Après quelque temps d’espérance portée par les idéaux de la révolution française de 1848, la reprise en main de la force de travail s’affirma avec l’arrivée aux affaires de Louis-Napoléon Bonaparte, lequel, en décrétant l’immigration, témoigna de sa solidarité avec une plantocratie dont il était issu en lignée maternelle, et dont il partageait l’idéologie. “ L’émigration [l’immigration] n’avait pas à sauver le pays mais le colon ” (Lacascade, cité par Cardin, 1990 : 53).
Les Chinois se révélèrent totalement rétifs à l’ordre colonial. La moitié d’entre eux comparurent à un titre ou à un autre devant les tribunaux. “ Les ateliers [chinois] se sont coalisés contre les habitants qui, peu habitués à la résistance, en ont fort vite été dégoûtés ” (Jourjon, cité par Adélaïde-Merlande, 2000 : 74). Sortis précocement du jeu plantationnaire du fait de leur rupture hâtive d’avec l’habitation, évoluant dès lors aux marges de cette dernière, ils furent, de fait, peu concernés par les conflits qui traversèrent la société d’habitation.
Les Congos, eux, furent au côté des Créoles dans toutes les grandes luttes politiques et sociales qui secouèrent le sud de la Martinique (où ils étaient nombreux) dans la seconde moitié du XIXe et au début du XXe siècle. Cette jonction avec les Créoles était une crainte des planteurs. Nonobstant l’idée selon laquelle l’Africain était “ celui qui travaille le mieux ” (Cochin, cité par Sméralda-Amon, 1996 : 323), nombre de propriétaires paraissaient “peu désireux de voir arriver des Africains dont la présence risquait d’augmenter la tension sociale ” (David, 1978 : 54). Aussi, quand un planteur constata que les Congos était reçus en compatriotes, il s’inquiéta : “ ils s’entendent parfaitement, malheureusement ” (cité par Renard, 1973 : 231). Ces craintes se révélèrent fondées. Des manifestations de solidarité eurent lieu, dirigées contre le tiers béké. La première de celles-ci, la plus importante, fut l’Insurrection du Sud, en septembre 1870.

_ _ _ _ _

OBJECTIF: D'après le passage choisi, quelle fut la première et la plus importante des manifestations de solidarité dirigées contre le tiers béké ?

INFORMATIONS FOURNIES:
_ _ _ _ _

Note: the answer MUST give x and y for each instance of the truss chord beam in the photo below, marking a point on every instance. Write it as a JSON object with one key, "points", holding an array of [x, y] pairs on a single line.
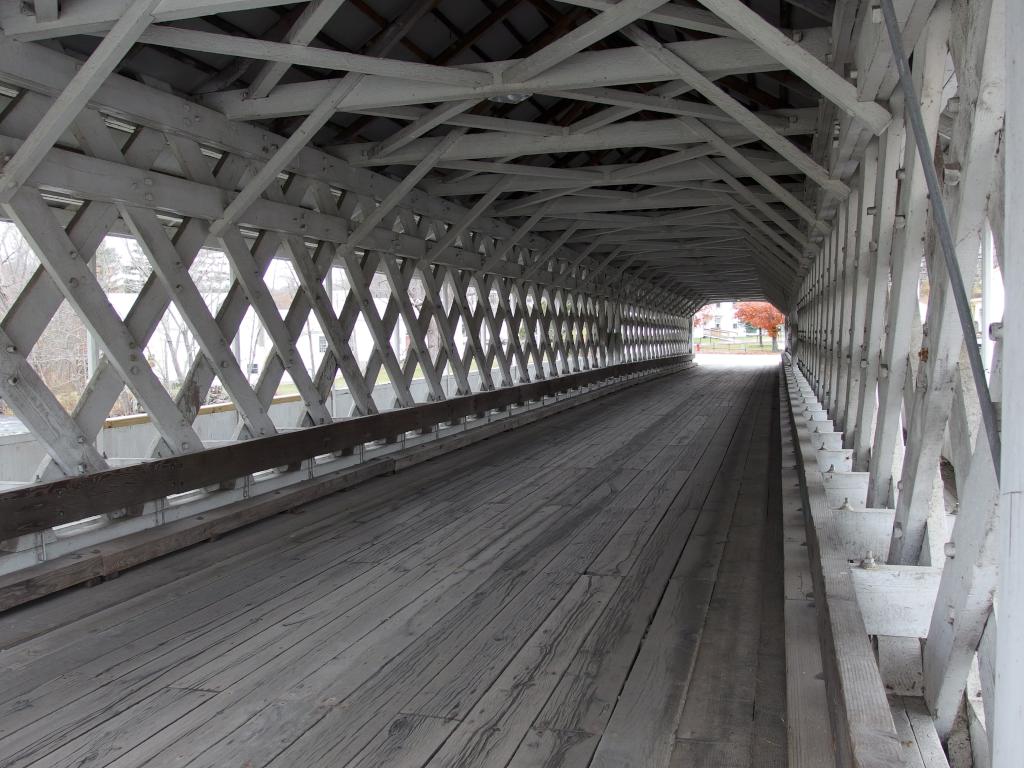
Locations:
{"points": [[75, 96]]}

_ _ _ _ _

RÉSULTAT DE L'EXERCICE: L'Insurrection du Sud, en septembre 1870.